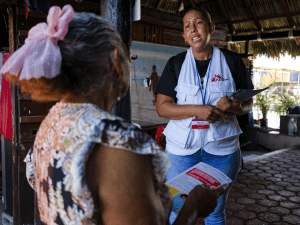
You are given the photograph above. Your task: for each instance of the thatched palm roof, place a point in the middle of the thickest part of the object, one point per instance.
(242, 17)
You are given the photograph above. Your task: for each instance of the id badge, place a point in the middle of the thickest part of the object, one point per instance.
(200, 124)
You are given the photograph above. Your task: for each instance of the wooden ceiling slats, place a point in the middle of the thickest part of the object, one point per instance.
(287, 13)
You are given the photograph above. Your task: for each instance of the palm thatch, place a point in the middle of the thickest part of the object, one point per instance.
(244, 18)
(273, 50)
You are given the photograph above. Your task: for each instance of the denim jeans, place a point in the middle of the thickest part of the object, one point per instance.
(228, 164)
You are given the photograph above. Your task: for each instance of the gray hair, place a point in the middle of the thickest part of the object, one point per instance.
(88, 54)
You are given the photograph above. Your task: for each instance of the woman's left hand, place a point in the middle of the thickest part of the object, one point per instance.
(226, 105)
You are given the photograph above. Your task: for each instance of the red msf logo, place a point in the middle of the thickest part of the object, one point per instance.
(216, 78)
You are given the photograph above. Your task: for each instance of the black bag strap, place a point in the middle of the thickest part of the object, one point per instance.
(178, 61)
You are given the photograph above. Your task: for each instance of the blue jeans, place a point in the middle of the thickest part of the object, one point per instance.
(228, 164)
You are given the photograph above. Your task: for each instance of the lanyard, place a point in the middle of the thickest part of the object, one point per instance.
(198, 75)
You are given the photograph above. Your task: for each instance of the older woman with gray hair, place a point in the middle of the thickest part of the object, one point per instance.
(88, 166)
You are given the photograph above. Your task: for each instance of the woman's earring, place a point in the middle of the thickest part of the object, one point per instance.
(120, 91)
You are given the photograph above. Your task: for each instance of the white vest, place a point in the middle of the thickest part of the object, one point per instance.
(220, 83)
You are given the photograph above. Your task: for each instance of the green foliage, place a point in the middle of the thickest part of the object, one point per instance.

**Required work:** Everything in the records above should be retyped exactly except the pictures.

**Worked solution:**
You are given the photograph above. Your task: for each instance of the thatched palm roof, place a point in the middle of the thickest part of the object, one point per instance.
(242, 17)
You are given the photograph above. Your task: for each instance of the id badge, place a point in the middle of the thickest part of the object, one point per instance.
(200, 124)
You are given the photograph above. Your task: for each instance of the wooden ceiling slats, place a point in the middle of the thickest part of the object, one point per instance.
(287, 13)
You are given the photograph above. Your task: for each instance of the palm thatch, place a point in the middle of the thickest part of the object, one point per instance.
(244, 18)
(273, 50)
You are given the photograph above. Your task: for each instance of the denim jeans, place a point in the middle of the thickest part of the object, one point per instance.
(228, 164)
You are given the photograph above. Your task: for each instance of the gray hair, place a point in the middle of the thickest part of the object, one point per instance.
(88, 54)
You are given the photograph above. Your task: for each instance of the woman's left hand, place a point in the middle of the thickest part of the object, one point per instance.
(226, 105)
You are given the photograph above. Your task: for each instance of the red msf logo, place a point in the middle of the thickest part of the object, one point per instance.
(216, 78)
You are given the photograph above. Your task: for each instance of the black bag strap, place a point in the middle of the thickest part of the object, one point per instance.
(178, 61)
You are given the photograph above. Your task: for each instance of the blue jeans, place a point in the middle of the thickest part of the object, one point per instance.
(228, 164)
You are given the photograph above. Your task: for each instance of the lanyard, place a point in the middle of the thickest part of the object, one point per instance.
(198, 75)
You are given the photograph above. Your task: for each instance of the older woman with gray hair, place a point in the middle of the thickest part of the object, one point per instance.
(88, 166)
You are given the photograph above. Your task: for each instance of the woman's earring, place a point in the middle of the thickest part of the object, one point per instance.
(120, 91)
You are given the photograph above. Your task: for each instance of the white vest, place a point in the middle of the thickest part of the object, one point per instance.
(220, 83)
You are given the photograph above. Your task: for each instance of the green foliage, place a point in the middle of the thickest part of the object, one point per instance.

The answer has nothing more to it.